Digging started at nine. I often walked from the camp to the dig site after breakfast, and then spent all day digging, apart from a couple of breaks. In the early days it was hard physical labour – removing turf, using pick axes. Later it was more delicate – sitting or lying down and scraping away with trowels. My best find was a flint axe head. Later terry and I were taken under the wing of our area supervisor who decided we needed to learn som extra skills. So for an hour or two in the afternoon we were set to recording finds, and to washing and labelling them. He also taught us how to use a theodolite to do site surveys.

We had to take our turn in the kitchen – helping the cooks prepare the food and serving and washing up afterwards. That got us into a trouble a couple of times. The very first time I encountered spaghetti I had to serve it to a long queue of volunteers. And the very first portion went straight onto the shoes of the visiting Professor.  Cleaning the kitchen up was a really unpleasant experiences. I found a tray of sausages in the bottom of the oven that had turned to charcoal – they must have been left there for days. And it was filthy. We muttered and complained and found ourselves in serious trouble as the cooks were universally loved regulars, and we were young upstarts. We were ostracised for a while by the popular students – to the point where we walked to the nearest phone box and almost, almost phoned Terry’s father to come and get us and take us home. But we found our courage at the last moment, and instead carried on and faced the music. And days later we were justified when the whole camp came down with a terrible tummy bug and the doctor who visited took one look at the kitchen and insisted it was properly cleaned.

On our day off, Terry and I would go shopping in Cheltenham. Our first port of call was always the public baths, where for a small fee we were allotted a bathroom and lots of hot water where we could soak off the week’s grime. The woman who ran the place used to look at us with disapproval as we were so clearly dirty girls. I think we rather enjoyed not explaining to her just why we were so dirty… Then we would go buy cream cakes and lemonade and eat in a park until it would be time to scour the second hand bookshops. I bought my Greek New Testament, also the Illiad and Beowulf in the original. In those days I was a purist, and Homer was a blind Greek epic poet, not a three fingered, yellow cartoon character.

Jonathan was a local volunteer. So we met during the day, working side by side, grubbing in the dirt. He was standing by laughing at me as I pulled up an old pair of socks that came apart in my hands and said, “These are on their last legs”. He was also laughing as I swung the pick axe and time after time broke the string which marked out our trench, instead of breaking the ground in a neat line. He was there as we had races up spoil heaps with full wheelbarrows. And as we kept each other cool by spraying each other with the water that was supposed to help us distingush between layers in the dried out earth.  We were pals.

Then he asked me out. To go see Monty Python and the Holy Grail. And because it would be impossible to get back to Ullenwood Camp, to stay overnight at his home.

Of course I said yes, although I had no idea how much teasing I would be letting myself in for…

We had a lovely evening. The queues for the film were too long and so we went back early to his home. His mother rushed me into the bathroom making me believe it was a treat, not just because I was stinky. I luxuriated in a hot bubble bath while she cooked us all a meal. Then we sat and watched Spartacus on the TV. Jonathan was turfed out of his room and slept on a camp bed in with his brother – and I had a real bed and an excellent night’s sleep.

## MATERIAL SUPPLIED
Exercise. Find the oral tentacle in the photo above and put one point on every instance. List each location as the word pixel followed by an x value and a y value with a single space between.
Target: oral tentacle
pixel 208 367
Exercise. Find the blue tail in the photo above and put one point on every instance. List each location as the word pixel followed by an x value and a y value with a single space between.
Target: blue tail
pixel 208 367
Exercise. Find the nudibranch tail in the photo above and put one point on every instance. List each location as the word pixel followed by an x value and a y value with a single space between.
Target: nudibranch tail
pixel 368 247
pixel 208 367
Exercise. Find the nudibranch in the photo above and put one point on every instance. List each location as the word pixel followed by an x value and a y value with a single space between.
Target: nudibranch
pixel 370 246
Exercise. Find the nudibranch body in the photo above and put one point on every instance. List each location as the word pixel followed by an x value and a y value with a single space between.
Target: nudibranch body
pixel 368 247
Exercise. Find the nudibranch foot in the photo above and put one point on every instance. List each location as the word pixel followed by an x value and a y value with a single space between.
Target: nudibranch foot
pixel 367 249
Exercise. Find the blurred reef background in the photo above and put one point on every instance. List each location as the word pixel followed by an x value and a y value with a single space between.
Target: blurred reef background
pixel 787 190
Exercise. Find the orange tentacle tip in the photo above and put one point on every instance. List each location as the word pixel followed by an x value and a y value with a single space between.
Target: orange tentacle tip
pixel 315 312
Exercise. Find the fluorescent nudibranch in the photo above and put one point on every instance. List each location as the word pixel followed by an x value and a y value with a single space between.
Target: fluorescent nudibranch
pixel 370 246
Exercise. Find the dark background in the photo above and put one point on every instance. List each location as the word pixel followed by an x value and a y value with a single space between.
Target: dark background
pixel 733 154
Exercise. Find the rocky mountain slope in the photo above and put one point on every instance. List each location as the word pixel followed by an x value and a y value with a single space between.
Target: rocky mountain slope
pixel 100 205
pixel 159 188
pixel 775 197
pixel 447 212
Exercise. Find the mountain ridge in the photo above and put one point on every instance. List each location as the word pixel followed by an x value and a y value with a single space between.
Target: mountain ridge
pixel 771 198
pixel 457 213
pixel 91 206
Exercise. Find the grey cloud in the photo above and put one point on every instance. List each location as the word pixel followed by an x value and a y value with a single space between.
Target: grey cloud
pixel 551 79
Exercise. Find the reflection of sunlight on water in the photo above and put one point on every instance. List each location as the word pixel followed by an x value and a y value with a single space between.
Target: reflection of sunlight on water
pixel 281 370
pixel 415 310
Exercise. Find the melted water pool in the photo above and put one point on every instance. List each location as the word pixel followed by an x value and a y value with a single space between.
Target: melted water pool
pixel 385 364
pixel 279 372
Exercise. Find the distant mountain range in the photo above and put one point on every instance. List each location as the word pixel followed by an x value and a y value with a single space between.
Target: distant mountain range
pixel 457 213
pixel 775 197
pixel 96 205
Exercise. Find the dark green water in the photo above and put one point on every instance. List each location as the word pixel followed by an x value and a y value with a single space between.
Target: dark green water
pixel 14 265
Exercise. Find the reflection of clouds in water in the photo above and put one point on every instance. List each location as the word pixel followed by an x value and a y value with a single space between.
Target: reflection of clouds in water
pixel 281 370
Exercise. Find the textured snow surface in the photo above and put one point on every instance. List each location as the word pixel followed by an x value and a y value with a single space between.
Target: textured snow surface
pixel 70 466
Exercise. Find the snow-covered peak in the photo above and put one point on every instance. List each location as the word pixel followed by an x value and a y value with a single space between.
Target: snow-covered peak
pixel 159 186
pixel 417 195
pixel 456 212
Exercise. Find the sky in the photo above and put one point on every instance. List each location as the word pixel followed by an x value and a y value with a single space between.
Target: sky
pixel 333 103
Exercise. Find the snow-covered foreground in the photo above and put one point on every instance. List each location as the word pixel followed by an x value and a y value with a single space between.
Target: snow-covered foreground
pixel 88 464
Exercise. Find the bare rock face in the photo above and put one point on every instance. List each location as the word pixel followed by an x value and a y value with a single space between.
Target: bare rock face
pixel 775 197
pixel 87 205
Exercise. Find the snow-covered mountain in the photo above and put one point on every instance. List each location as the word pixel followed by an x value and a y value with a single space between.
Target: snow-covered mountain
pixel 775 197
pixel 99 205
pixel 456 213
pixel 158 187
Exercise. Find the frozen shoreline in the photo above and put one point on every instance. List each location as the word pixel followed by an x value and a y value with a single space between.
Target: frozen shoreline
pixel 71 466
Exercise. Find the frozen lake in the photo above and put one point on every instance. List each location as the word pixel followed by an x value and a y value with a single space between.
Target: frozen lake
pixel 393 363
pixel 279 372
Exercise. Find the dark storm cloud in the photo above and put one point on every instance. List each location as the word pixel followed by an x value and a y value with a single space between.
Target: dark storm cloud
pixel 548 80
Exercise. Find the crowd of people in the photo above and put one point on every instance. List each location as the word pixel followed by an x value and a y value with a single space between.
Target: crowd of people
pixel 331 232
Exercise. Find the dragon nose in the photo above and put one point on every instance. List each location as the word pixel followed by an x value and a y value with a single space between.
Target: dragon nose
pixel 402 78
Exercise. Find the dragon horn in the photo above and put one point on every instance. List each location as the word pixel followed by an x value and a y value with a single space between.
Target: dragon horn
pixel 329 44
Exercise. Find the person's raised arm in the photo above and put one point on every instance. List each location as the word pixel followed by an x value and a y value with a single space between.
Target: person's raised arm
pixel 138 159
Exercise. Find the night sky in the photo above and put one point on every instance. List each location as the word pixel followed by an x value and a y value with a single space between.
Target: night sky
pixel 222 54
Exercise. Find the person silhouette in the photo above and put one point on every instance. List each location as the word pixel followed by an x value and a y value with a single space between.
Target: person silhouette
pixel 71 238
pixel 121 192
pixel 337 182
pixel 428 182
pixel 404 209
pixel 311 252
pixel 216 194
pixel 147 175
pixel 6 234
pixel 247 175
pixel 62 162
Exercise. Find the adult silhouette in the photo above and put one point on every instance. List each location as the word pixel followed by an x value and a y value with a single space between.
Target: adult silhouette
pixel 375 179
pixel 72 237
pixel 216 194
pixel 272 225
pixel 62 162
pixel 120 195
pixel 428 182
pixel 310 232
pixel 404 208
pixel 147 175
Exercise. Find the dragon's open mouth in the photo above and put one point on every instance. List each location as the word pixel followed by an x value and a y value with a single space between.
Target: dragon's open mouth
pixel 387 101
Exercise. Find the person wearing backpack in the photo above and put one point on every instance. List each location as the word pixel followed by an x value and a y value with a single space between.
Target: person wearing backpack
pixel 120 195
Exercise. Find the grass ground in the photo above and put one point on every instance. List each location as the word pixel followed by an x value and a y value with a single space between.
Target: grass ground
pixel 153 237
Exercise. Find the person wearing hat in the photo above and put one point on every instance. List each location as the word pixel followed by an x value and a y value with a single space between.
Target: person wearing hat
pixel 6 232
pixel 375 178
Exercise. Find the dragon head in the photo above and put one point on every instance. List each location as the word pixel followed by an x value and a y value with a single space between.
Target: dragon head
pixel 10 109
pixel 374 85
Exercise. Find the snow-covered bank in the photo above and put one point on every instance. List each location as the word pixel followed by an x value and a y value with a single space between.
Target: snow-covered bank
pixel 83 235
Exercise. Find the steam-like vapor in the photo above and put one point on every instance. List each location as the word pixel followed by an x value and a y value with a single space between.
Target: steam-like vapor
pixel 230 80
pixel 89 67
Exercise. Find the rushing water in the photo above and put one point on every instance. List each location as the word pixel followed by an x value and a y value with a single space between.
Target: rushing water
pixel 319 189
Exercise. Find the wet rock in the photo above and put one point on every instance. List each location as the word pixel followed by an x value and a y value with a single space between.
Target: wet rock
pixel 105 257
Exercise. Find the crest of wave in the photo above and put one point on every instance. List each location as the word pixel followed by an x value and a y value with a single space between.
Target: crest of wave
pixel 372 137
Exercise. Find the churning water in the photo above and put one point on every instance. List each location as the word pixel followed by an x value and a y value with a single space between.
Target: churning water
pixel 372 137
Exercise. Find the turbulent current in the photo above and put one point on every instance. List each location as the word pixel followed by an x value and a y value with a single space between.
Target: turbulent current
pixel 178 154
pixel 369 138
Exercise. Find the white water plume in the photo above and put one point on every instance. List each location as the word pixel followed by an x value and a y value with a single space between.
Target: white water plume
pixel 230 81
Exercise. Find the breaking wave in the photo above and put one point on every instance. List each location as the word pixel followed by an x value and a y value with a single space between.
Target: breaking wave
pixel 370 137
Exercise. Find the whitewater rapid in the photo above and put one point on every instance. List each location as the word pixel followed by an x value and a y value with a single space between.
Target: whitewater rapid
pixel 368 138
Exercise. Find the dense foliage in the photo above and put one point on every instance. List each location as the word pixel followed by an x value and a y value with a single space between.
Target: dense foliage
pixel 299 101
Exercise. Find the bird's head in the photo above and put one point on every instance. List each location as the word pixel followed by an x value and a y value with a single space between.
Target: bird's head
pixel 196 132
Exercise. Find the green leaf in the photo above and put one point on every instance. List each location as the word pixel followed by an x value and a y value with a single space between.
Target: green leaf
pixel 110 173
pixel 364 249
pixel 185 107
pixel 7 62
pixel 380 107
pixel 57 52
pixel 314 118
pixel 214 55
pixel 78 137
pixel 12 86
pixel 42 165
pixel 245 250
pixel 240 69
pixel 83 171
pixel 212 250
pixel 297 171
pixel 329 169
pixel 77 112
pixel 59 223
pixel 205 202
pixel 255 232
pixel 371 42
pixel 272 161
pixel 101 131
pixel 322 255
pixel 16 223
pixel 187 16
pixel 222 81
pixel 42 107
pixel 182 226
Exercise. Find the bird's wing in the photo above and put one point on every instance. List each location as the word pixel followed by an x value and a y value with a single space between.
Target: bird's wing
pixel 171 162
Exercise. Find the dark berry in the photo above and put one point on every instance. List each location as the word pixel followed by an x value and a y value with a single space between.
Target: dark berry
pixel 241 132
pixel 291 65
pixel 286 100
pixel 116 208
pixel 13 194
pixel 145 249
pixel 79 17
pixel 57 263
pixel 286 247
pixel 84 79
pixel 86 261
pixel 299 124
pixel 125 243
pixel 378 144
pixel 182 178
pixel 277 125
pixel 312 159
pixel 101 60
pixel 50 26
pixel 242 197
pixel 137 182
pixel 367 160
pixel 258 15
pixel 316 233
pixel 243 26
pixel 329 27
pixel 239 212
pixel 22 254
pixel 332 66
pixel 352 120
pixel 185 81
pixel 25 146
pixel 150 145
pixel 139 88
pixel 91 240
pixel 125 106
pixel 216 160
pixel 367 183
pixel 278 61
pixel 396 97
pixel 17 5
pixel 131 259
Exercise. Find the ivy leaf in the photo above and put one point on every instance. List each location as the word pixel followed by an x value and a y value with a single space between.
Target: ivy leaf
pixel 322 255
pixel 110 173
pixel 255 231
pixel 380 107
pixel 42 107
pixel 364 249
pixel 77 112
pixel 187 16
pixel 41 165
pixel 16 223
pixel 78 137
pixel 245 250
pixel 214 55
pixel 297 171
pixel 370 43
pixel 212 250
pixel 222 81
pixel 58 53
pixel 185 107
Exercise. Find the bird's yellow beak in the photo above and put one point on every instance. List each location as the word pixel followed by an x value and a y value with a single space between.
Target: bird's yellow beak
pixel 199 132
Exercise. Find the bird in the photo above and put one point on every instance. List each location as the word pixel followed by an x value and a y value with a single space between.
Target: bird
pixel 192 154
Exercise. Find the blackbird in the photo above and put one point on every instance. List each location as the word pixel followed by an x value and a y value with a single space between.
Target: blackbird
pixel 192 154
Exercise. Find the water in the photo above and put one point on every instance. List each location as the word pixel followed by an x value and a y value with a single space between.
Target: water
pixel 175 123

## GIVEN PROBLEM A
Answer these questions from the memoir of the archaeological dig:
(i) What was the writer's best find at the dig?
(ii) Which town did the writer and Terry visit on their day off?
(iii) Which film did Jonathan ask the writer to see?
## GIVEN PROBLEM B
Carry on the memoir of the archaeological dig from its final sentence, keeping the same first-person voice.
The records have no connection to the text.

## WRITTEN RESPONSE A
(i) A flint axe head.
(ii) Cheltenham.
(iii) Monty Python and the Holy Grail.

## WRITTEN RESPONSE B
Then came the bus ride of shame as we travelled back to the dig with the other local volunteers, all of whom spent the journey, and the rest of the time on the dig, teasing me about where I’d spent the night. I probably didn’t help matters by saying in Jonathan’s bed…and he blushed more than I did.

At the end of the dig we exchanged addresses and agreed to write to each other, and I really never thought I’d ever see him again.

We did write. Long letters every week. I was starting in my final year at school, and he was in his first year studying archaeology at Birmingham University. Come half term, he turned up on my doorstep, with his rucksack and sleeping bag – on his way back from walking Hadrian’s Wall.

I was thrilled and embarrassed at the same time. My Gran saw him walking past the window with his beautiful long dark hair, and decided he looked like an old sunday school friend. Janet Hall. She insisted on telling him how much he looked like her, and how much more he’d look like a boy if he had his hair cut. My stepmother rushed him to the bathroom every bit as quickly as his mother had me – and another camp bed was deployed and I was sent to sleep on my Gran’s sitting room.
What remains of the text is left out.